[The problem]:
Answer each question using the commentary on pipelines below.
(a) At what event, and on what date, did Larry Summers make his remark about current U.S. energy policy?
(b) In February 2021, what did Summers warn that Biden's massive stimulus bill would do?
(c) In what four ways are trucks and trains described as worse than pipelines for moving oil?

[Passage provided]:
★ ★ ★

Point of order: Is there anything sane about Joe Biden’s energy policies? For that matter, was there anything sane about Barack Obama’s energy policies while Larry Summers served as Obama’s National Economic Council chair?

Answer: not really. We got continually lectured during that administration that we couldn’t drill our way to energy independence, an argument proven false almost as soon as Donald Trump took office. Biden and his team haven’t made that argument, at least not explicitly, but they have made it very clear that they have no intention of drilling more to re-acquire energy-independent status.

Even with that, however, Summer considers hostility to pipeline creation “kind of insane.” The oil still has to get transported, no? Via Grabien and Forbes:

Speaking at the Boston Globe’s Globe Summit on September 15, former Obama administration Economist Larry Summers said this about current U.S. energy policy: “It’s kind of insane that we have truck and trains carrying oil all over this country, rather than constructing pipelines, which would permit accessing more resources and cheaper, safer transmission.”

Yes, it is kind of insane that regulators in the United States continue to hamper the domestic oil and gas industry by forcing it to move such large volumes of oil via trucks and trains. There is nothing inherently wrong with these modes of transportation, mind you: It’s just that they are less efficient, more expensive, more dangerous and more polluting than moving oil in pipelines. Other than those fairly key factors, they’re great.

Yet, even in the midst of a building global energy crisis, the regulators in the Biden administration continue to hold up permits for critical pipeline infrastructure, which, as I pointed out last week, leaves entire regions of the country highly dependent on trains and trucks to deliver their oil and refined products.

It’s even more insane than it seems on first blush. Trains and trucks rely on fossil fuels, after all, so the transport of oil compounds whatever carbon release comes from the oil itself. Furthermore, both methods of transport hold bigger risks for accidental releases than pipelines do, and both utilize infrastructure that is also used for human transport. And now, the extra use of gasoline and diesel to move oil to refineries on trucks puts upward pressure on already-high fuel prices at the pump.

It’s not the only Biden policy that Summers considers insane, either. Four weeks ago, Summers warned that Biden’s Academia bailout would make inflation worse, after warning in February 2021 that Biden’s massive stimulus bill would touch off hyperinflation:

Summers, a former top economic official in the Clinton and Obama administrations, called for caution as reports swirl that President Biden is close to making a decision on whether to extend the ongoing payment moratorium for student loans – and potentially wipe some debt clean.

★ ★ ★

[Records provided]:
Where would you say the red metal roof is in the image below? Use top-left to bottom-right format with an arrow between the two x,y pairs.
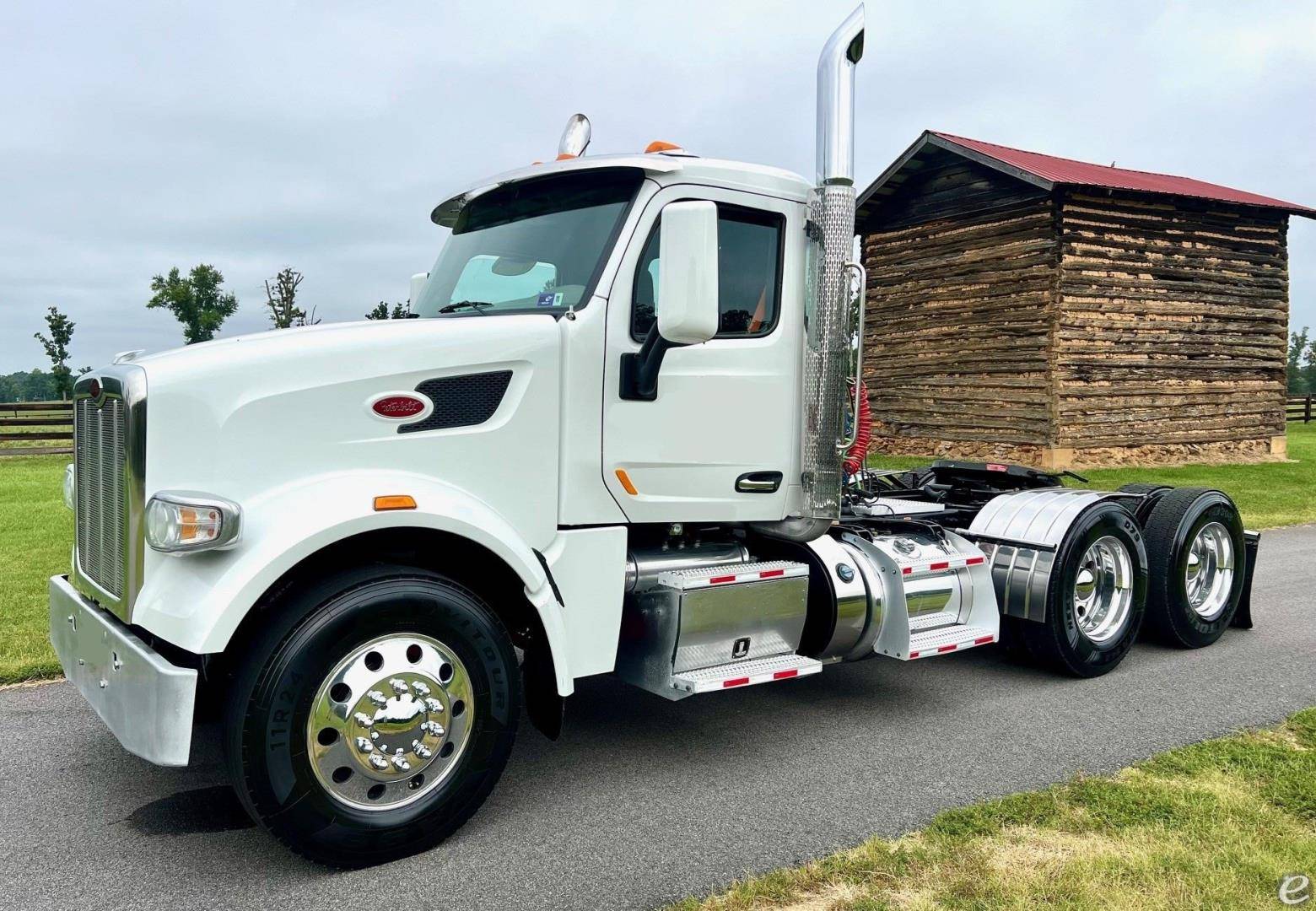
931,132 -> 1316,218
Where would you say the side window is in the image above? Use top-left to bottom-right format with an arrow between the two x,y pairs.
630,202 -> 785,341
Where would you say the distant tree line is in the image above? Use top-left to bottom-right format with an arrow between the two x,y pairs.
0,263 -> 412,402
1288,326 -> 1316,395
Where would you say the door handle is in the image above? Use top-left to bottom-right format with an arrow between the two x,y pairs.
736,472 -> 782,493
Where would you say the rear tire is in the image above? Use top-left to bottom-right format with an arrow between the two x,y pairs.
1145,487 -> 1248,649
1016,500 -> 1147,677
225,566 -> 521,867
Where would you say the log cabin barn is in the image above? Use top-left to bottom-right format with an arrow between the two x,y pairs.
857,132 -> 1316,469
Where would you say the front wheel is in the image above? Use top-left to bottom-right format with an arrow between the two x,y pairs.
225,566 -> 521,866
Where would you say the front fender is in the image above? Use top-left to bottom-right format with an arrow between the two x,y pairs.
133,472 -> 573,695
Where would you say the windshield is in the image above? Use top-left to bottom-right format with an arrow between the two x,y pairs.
412,169 -> 642,316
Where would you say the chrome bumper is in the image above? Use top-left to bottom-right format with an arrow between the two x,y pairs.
50,575 -> 196,765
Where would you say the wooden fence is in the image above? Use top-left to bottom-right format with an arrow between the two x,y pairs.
1285,395 -> 1316,424
0,402 -> 73,456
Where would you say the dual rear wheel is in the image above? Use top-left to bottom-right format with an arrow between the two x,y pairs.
1003,484 -> 1246,677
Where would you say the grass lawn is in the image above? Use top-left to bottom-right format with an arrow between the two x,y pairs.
0,456 -> 73,683
869,423 -> 1316,529
674,709 -> 1316,911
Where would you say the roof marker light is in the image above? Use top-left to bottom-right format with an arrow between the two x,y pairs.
558,115 -> 590,162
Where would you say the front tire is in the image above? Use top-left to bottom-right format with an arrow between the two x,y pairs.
225,566 -> 521,867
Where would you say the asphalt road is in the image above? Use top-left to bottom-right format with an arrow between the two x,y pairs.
0,526 -> 1316,911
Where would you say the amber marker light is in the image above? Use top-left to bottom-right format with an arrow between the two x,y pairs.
618,469 -> 639,496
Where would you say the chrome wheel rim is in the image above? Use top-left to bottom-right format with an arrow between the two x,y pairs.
1183,521 -> 1234,620
306,633 -> 475,811
1071,535 -> 1133,645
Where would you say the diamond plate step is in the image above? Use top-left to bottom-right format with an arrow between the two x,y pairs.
895,625 -> 996,660
671,655 -> 822,693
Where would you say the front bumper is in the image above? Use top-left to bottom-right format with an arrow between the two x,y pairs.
50,575 -> 196,765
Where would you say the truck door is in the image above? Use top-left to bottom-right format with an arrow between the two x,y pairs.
602,184 -> 804,523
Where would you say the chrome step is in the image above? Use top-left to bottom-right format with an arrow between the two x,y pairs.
910,624 -> 996,660
671,655 -> 822,693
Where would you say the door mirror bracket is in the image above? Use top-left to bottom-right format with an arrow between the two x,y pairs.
618,320 -> 681,402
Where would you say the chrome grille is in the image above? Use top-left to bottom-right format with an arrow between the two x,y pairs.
73,395 -> 127,599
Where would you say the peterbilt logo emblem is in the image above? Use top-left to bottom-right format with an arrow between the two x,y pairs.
369,395 -> 425,420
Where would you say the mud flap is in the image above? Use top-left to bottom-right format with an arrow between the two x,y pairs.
1229,532 -> 1260,629
521,647 -> 565,740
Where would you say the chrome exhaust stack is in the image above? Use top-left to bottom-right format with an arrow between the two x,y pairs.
801,5 -> 863,533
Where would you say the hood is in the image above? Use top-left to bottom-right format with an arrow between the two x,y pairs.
134,315 -> 561,513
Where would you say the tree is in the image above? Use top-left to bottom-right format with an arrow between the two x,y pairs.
366,300 -> 411,320
31,307 -> 73,399
265,266 -> 320,329
146,263 -> 238,345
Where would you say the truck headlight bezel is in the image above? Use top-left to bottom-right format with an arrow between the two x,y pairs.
143,490 -> 242,554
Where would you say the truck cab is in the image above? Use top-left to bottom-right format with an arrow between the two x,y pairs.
50,8 -> 1257,866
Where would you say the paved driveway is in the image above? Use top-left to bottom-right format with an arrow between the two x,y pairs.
0,526 -> 1316,911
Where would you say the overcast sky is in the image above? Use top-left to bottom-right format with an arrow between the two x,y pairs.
0,0 -> 1316,373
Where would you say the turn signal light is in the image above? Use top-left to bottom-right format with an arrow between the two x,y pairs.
375,493 -> 416,512
146,493 -> 242,553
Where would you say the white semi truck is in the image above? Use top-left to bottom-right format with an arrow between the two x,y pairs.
50,8 -> 1257,866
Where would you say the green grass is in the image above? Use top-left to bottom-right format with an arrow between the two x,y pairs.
0,456 -> 73,683
672,709 -> 1316,911
869,424 -> 1316,529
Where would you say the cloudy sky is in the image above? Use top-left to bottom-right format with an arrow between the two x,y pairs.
0,0 -> 1316,373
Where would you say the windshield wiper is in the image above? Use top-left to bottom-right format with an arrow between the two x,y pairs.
438,300 -> 494,316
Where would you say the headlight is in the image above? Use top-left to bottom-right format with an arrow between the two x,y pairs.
64,462 -> 78,509
146,491 -> 242,553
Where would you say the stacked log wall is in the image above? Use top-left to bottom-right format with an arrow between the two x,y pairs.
863,190 -> 1057,462
1051,190 -> 1288,465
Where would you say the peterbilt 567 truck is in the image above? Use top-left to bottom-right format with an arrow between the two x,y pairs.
50,8 -> 1257,866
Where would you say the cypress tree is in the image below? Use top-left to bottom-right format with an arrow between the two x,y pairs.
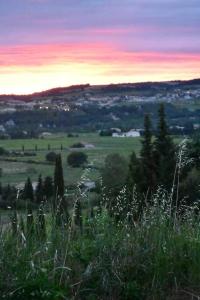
37,206 -> 46,240
140,115 -> 156,193
74,198 -> 83,232
54,154 -> 64,198
35,174 -> 44,204
154,104 -> 176,189
43,176 -> 54,199
26,205 -> 34,237
127,151 -> 141,193
23,177 -> 34,202
53,154 -> 64,217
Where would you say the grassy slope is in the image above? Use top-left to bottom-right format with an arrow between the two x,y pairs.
0,134 -> 140,184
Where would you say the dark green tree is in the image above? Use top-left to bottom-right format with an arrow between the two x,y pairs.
74,198 -> 83,232
37,205 -> 46,240
53,154 -> 68,220
54,154 -> 64,198
23,177 -> 34,202
140,115 -> 156,195
35,174 -> 44,204
43,176 -> 54,199
26,204 -> 34,238
127,151 -> 141,194
153,104 -> 176,189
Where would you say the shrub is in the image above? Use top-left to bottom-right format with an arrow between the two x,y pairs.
46,152 -> 57,162
67,152 -> 87,168
70,142 -> 85,148
0,147 -> 9,155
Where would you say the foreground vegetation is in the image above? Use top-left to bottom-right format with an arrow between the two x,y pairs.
0,195 -> 200,300
0,105 -> 200,300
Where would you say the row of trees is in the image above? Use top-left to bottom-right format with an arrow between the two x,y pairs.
102,104 -> 200,218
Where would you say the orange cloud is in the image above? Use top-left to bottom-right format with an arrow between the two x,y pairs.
0,43 -> 200,94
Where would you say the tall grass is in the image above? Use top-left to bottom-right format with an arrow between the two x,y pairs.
0,190 -> 200,300
0,141 -> 200,300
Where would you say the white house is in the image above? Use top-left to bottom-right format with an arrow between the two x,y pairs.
112,129 -> 140,137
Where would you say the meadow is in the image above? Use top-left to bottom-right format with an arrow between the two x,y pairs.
0,133 -> 141,185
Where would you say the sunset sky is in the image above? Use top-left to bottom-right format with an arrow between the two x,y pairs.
0,0 -> 200,94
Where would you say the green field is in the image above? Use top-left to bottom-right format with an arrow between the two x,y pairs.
0,133 -> 140,185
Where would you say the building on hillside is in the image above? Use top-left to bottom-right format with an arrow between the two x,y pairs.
5,119 -> 15,127
0,125 -> 6,133
112,129 -> 140,137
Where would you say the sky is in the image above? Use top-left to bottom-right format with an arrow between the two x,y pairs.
0,0 -> 200,94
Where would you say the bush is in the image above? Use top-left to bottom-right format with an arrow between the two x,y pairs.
67,152 -> 87,168
70,142 -> 85,148
0,147 -> 9,155
46,152 -> 57,162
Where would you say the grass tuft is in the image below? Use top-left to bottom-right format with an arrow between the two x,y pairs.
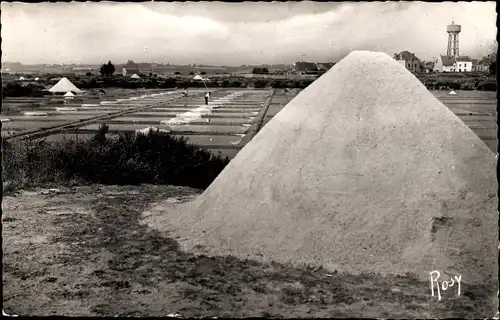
2,125 -> 229,191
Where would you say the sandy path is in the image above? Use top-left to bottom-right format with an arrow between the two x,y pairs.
2,186 -> 492,318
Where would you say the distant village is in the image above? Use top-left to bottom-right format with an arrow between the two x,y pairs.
2,21 -> 496,76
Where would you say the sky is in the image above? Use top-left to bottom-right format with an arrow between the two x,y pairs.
1,1 -> 497,65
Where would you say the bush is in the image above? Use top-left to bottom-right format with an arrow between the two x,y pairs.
3,126 -> 229,188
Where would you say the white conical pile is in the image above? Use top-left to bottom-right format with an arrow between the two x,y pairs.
144,51 -> 498,294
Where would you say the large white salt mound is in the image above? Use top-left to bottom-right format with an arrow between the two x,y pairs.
147,51 -> 498,294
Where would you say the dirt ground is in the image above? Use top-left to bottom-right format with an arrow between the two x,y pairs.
2,185 -> 494,318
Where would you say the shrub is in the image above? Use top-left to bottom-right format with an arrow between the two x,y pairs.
3,125 -> 229,188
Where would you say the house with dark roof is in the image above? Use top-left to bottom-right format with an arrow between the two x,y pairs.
434,56 -> 472,72
394,51 -> 422,72
316,62 -> 335,72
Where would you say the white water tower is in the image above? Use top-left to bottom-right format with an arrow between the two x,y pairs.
446,21 -> 462,57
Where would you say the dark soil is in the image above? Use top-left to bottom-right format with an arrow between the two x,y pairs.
2,185 -> 493,318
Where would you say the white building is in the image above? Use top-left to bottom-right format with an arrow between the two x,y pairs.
434,56 -> 472,72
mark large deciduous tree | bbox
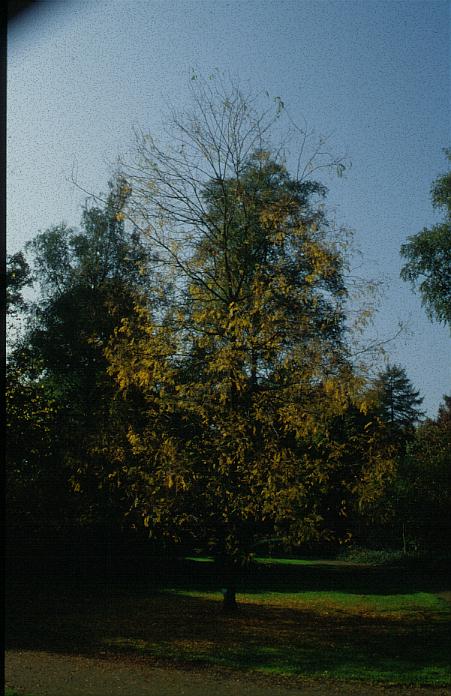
[401,150,451,325]
[107,77,392,606]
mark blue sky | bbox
[7,0,451,415]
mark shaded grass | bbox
[7,559,451,686]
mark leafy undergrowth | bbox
[4,560,451,686]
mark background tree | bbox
[107,77,394,605]
[401,150,451,324]
[6,251,32,314]
[392,397,451,553]
[374,365,424,438]
[9,179,154,552]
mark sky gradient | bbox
[7,0,451,416]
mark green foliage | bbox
[6,252,31,314]
[401,150,451,324]
[373,365,424,435]
[9,178,154,536]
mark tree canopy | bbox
[401,150,451,325]
[100,83,391,604]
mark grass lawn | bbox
[7,559,451,686]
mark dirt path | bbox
[5,650,451,696]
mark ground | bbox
[6,558,451,696]
[5,650,451,696]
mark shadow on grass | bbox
[6,561,451,684]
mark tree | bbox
[392,396,451,552]
[374,365,424,436]
[107,77,392,607]
[6,251,32,314]
[401,150,451,325]
[10,179,154,540]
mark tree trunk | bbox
[221,560,238,613]
[222,586,238,614]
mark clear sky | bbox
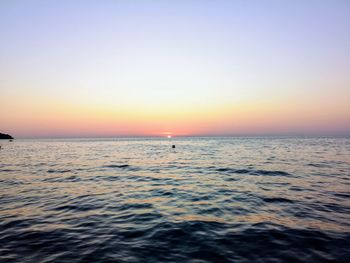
[0,0,350,137]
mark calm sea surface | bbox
[0,138,350,263]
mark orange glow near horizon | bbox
[0,1,350,138]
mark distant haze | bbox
[0,0,350,137]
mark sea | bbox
[0,137,350,263]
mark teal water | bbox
[0,137,350,262]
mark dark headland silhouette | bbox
[0,133,13,140]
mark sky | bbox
[0,0,350,138]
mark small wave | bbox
[47,169,72,173]
[262,197,294,203]
[102,164,130,168]
[307,163,330,168]
[215,168,291,176]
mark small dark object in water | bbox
[0,133,13,140]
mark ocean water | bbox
[0,137,350,263]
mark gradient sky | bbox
[0,0,350,137]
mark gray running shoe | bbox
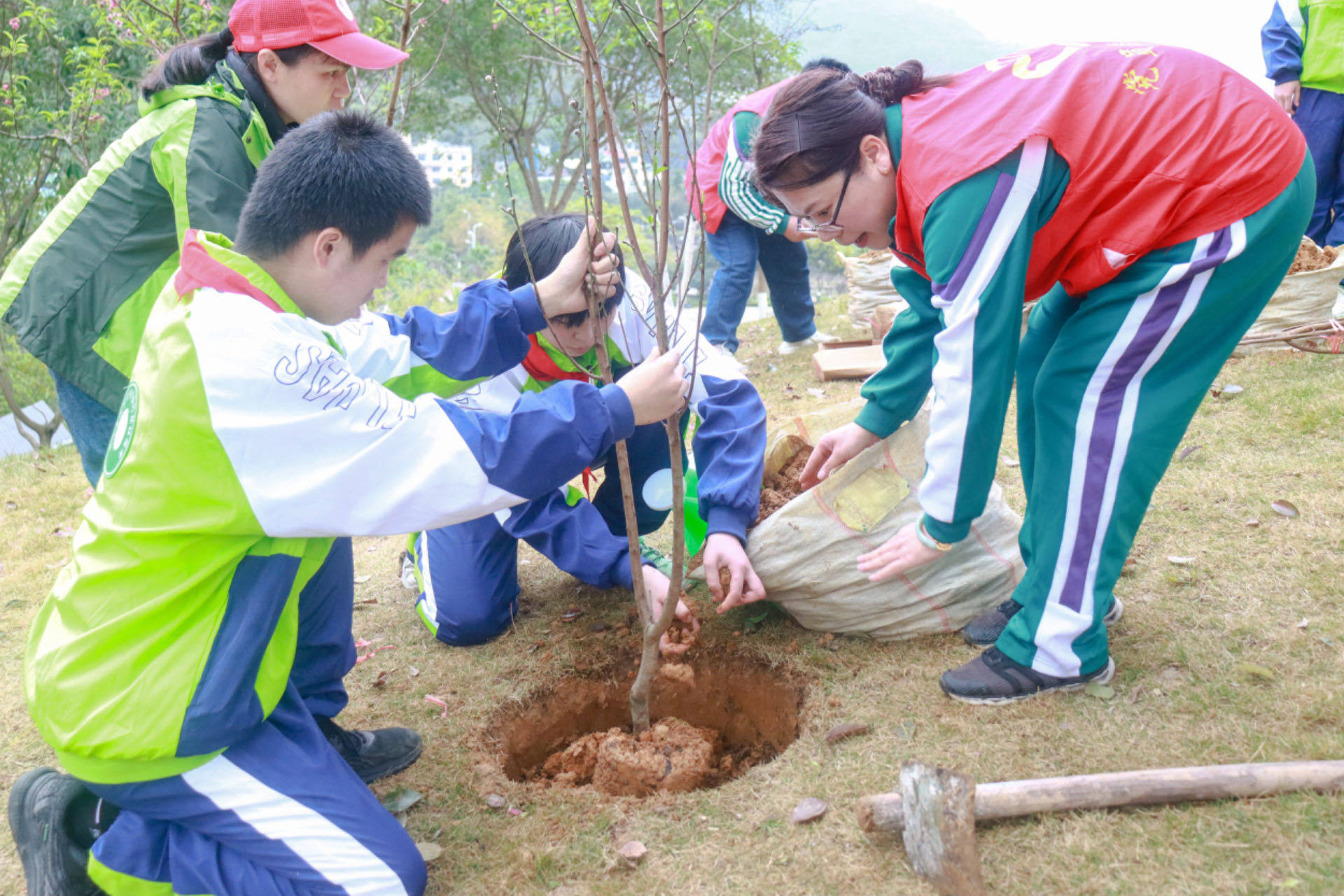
[961,596,1125,648]
[938,648,1116,704]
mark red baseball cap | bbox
[228,0,407,69]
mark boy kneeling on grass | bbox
[9,113,685,896]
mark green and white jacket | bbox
[0,60,285,408]
[24,231,634,783]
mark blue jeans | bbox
[1293,88,1344,246]
[700,211,817,352]
[51,371,117,485]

★ ★ ★

[Task result]:
(a) At the Boston Globe's Globe Summit, on September 15.
(b) He warned that it would touch off hyperinflation.
(c) They are less efficient, more expensive, more dangerous and more polluting.